[What to work on] The answer must consist of every line in the records below that contains the string "church".

(Given data begins)

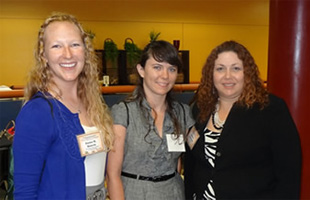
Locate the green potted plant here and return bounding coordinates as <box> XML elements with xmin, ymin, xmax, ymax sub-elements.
<box><xmin>104</xmin><ymin>38</ymin><xmax>119</xmax><ymax>68</ymax></box>
<box><xmin>124</xmin><ymin>38</ymin><xmax>142</xmax><ymax>68</ymax></box>
<box><xmin>149</xmin><ymin>31</ymin><xmax>161</xmax><ymax>42</ymax></box>
<box><xmin>124</xmin><ymin>38</ymin><xmax>142</xmax><ymax>84</ymax></box>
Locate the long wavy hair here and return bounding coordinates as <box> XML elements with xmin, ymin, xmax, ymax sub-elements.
<box><xmin>24</xmin><ymin>12</ymin><xmax>114</xmax><ymax>150</ymax></box>
<box><xmin>195</xmin><ymin>40</ymin><xmax>269</xmax><ymax>123</ymax></box>
<box><xmin>126</xmin><ymin>40</ymin><xmax>183</xmax><ymax>141</ymax></box>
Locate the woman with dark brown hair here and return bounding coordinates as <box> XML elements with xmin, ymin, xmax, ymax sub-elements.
<box><xmin>107</xmin><ymin>40</ymin><xmax>195</xmax><ymax>200</ymax></box>
<box><xmin>184</xmin><ymin>40</ymin><xmax>301</xmax><ymax>199</ymax></box>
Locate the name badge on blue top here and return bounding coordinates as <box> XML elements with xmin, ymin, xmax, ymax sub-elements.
<box><xmin>76</xmin><ymin>131</ymin><xmax>104</xmax><ymax>157</ymax></box>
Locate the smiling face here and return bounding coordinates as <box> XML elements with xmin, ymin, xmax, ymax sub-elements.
<box><xmin>43</xmin><ymin>21</ymin><xmax>85</xmax><ymax>88</ymax></box>
<box><xmin>213</xmin><ymin>51</ymin><xmax>244</xmax><ymax>102</ymax></box>
<box><xmin>137</xmin><ymin>55</ymin><xmax>178</xmax><ymax>99</ymax></box>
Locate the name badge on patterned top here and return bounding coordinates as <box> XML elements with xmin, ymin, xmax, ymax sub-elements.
<box><xmin>186</xmin><ymin>126</ymin><xmax>200</xmax><ymax>150</ymax></box>
<box><xmin>166</xmin><ymin>134</ymin><xmax>185</xmax><ymax>152</ymax></box>
<box><xmin>76</xmin><ymin>131</ymin><xmax>104</xmax><ymax>157</ymax></box>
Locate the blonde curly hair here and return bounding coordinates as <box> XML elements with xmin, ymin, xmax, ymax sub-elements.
<box><xmin>24</xmin><ymin>12</ymin><xmax>114</xmax><ymax>150</ymax></box>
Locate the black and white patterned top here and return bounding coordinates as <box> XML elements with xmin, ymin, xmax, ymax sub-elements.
<box><xmin>203</xmin><ymin>127</ymin><xmax>221</xmax><ymax>200</ymax></box>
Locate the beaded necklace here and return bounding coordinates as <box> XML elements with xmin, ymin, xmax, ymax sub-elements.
<box><xmin>211</xmin><ymin>103</ymin><xmax>225</xmax><ymax>130</ymax></box>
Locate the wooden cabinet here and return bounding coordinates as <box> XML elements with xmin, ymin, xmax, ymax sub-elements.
<box><xmin>95</xmin><ymin>50</ymin><xmax>189</xmax><ymax>85</ymax></box>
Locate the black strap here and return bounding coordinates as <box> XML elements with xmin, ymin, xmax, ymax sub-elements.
<box><xmin>123</xmin><ymin>101</ymin><xmax>129</xmax><ymax>126</ymax></box>
<box><xmin>178</xmin><ymin>102</ymin><xmax>186</xmax><ymax>129</ymax></box>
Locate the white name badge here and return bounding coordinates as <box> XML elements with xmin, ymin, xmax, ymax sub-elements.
<box><xmin>166</xmin><ymin>134</ymin><xmax>185</xmax><ymax>152</ymax></box>
<box><xmin>76</xmin><ymin>131</ymin><xmax>104</xmax><ymax>157</ymax></box>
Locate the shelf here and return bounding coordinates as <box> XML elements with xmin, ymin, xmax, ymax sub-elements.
<box><xmin>95</xmin><ymin>50</ymin><xmax>189</xmax><ymax>85</ymax></box>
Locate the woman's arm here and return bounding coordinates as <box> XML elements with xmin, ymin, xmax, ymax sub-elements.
<box><xmin>269</xmin><ymin>96</ymin><xmax>302</xmax><ymax>199</ymax></box>
<box><xmin>177</xmin><ymin>156</ymin><xmax>182</xmax><ymax>174</ymax></box>
<box><xmin>13</xmin><ymin>100</ymin><xmax>54</xmax><ymax>200</ymax></box>
<box><xmin>107</xmin><ymin>124</ymin><xmax>126</xmax><ymax>200</ymax></box>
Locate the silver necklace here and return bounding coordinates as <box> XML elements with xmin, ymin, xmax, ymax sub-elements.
<box><xmin>61</xmin><ymin>97</ymin><xmax>81</xmax><ymax>114</ymax></box>
<box><xmin>211</xmin><ymin>103</ymin><xmax>225</xmax><ymax>130</ymax></box>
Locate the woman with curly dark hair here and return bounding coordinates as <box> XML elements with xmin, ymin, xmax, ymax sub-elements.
<box><xmin>184</xmin><ymin>40</ymin><xmax>301</xmax><ymax>199</ymax></box>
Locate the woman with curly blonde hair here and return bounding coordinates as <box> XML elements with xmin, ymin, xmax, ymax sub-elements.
<box><xmin>185</xmin><ymin>40</ymin><xmax>301</xmax><ymax>199</ymax></box>
<box><xmin>13</xmin><ymin>13</ymin><xmax>113</xmax><ymax>199</ymax></box>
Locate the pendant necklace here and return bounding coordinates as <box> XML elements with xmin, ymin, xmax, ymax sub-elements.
<box><xmin>61</xmin><ymin>97</ymin><xmax>82</xmax><ymax>114</ymax></box>
<box><xmin>68</xmin><ymin>101</ymin><xmax>81</xmax><ymax>114</ymax></box>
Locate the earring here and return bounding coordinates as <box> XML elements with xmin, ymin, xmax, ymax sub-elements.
<box><xmin>212</xmin><ymin>86</ymin><xmax>216</xmax><ymax>94</ymax></box>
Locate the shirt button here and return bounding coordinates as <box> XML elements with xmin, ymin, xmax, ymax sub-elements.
<box><xmin>216</xmin><ymin>152</ymin><xmax>221</xmax><ymax>157</ymax></box>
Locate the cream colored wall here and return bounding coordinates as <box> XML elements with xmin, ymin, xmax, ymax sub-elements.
<box><xmin>184</xmin><ymin>24</ymin><xmax>269</xmax><ymax>82</ymax></box>
<box><xmin>0</xmin><ymin>0</ymin><xmax>269</xmax><ymax>86</ymax></box>
<box><xmin>0</xmin><ymin>19</ymin><xmax>40</xmax><ymax>85</ymax></box>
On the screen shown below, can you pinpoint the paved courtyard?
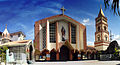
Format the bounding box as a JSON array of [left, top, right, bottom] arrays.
[[30, 60, 120, 65]]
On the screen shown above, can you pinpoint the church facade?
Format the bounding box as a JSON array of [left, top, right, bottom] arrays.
[[94, 8, 110, 51], [34, 14, 87, 60]]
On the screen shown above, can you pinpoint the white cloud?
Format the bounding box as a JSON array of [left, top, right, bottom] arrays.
[[83, 18, 89, 23], [113, 35, 120, 40], [87, 41, 94, 46], [17, 23, 27, 30], [16, 23, 34, 40], [46, 8, 60, 14], [78, 10, 96, 18], [112, 34, 120, 46], [82, 18, 91, 25], [26, 28, 34, 40]]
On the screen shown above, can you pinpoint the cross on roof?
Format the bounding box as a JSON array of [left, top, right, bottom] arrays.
[[61, 6, 66, 15]]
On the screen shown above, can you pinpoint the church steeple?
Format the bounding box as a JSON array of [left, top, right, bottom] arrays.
[[2, 24, 10, 39], [98, 8, 105, 17], [94, 7, 110, 51]]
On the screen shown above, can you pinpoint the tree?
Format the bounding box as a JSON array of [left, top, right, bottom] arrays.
[[0, 46, 8, 62], [104, 0, 120, 16]]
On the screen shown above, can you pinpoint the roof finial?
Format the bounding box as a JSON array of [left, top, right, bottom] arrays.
[[5, 24, 7, 29], [61, 6, 66, 15]]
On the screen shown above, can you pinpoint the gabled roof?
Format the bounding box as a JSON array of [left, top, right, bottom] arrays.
[[98, 8, 105, 17], [64, 40, 74, 50], [10, 31, 26, 37], [35, 14, 86, 29]]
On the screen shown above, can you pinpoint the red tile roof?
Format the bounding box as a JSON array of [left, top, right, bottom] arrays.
[[10, 31, 26, 37]]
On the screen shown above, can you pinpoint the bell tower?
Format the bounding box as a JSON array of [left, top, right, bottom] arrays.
[[94, 8, 110, 51]]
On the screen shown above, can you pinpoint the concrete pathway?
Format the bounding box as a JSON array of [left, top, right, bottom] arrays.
[[29, 60, 120, 65]]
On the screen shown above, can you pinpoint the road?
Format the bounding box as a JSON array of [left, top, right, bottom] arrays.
[[29, 60, 120, 65]]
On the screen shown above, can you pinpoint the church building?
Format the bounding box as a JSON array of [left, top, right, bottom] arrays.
[[0, 25, 34, 62], [34, 7, 87, 61], [94, 8, 110, 51]]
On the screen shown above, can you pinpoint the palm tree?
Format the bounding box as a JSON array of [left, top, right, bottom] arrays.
[[104, 0, 120, 16]]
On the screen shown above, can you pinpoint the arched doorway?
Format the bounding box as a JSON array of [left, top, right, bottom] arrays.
[[59, 45, 70, 61], [50, 49, 56, 61], [29, 45, 33, 60]]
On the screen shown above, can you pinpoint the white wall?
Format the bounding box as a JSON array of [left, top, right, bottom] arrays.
[[47, 21, 50, 50], [11, 34, 25, 41], [95, 43, 109, 51]]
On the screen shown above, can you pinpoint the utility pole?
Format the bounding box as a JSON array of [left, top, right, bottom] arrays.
[[110, 30, 114, 42]]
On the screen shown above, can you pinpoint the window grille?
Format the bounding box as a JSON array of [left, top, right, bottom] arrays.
[[71, 24, 76, 44], [49, 22, 56, 43], [42, 26, 46, 49]]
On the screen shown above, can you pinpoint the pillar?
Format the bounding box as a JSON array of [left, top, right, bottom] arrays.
[[69, 23, 71, 43], [56, 51, 59, 60], [56, 22, 59, 60]]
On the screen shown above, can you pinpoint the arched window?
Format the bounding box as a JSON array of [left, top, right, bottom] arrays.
[[98, 26, 100, 31], [3, 34, 4, 37], [97, 35, 100, 41], [6, 34, 7, 37], [105, 36, 107, 41], [104, 26, 106, 31]]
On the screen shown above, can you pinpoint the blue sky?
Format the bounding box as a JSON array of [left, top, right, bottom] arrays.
[[0, 0, 120, 46]]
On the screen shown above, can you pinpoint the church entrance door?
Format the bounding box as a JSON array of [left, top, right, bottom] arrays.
[[59, 45, 70, 61]]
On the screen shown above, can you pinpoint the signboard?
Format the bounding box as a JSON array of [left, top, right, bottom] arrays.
[[78, 54, 81, 57], [46, 54, 50, 58]]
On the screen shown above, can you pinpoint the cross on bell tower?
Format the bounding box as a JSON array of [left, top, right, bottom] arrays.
[[61, 6, 66, 15]]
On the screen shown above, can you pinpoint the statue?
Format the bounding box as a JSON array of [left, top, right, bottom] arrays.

(Given data ends)

[Solution to this problem]
On the screen shown above, can you pinpoint the church facade?
On the screen shown above, can you pinpoint the church steeple?
On the screen shown above, can you pinpoint the church building?
On the screen shown above, can you pinpoint the church entrance door?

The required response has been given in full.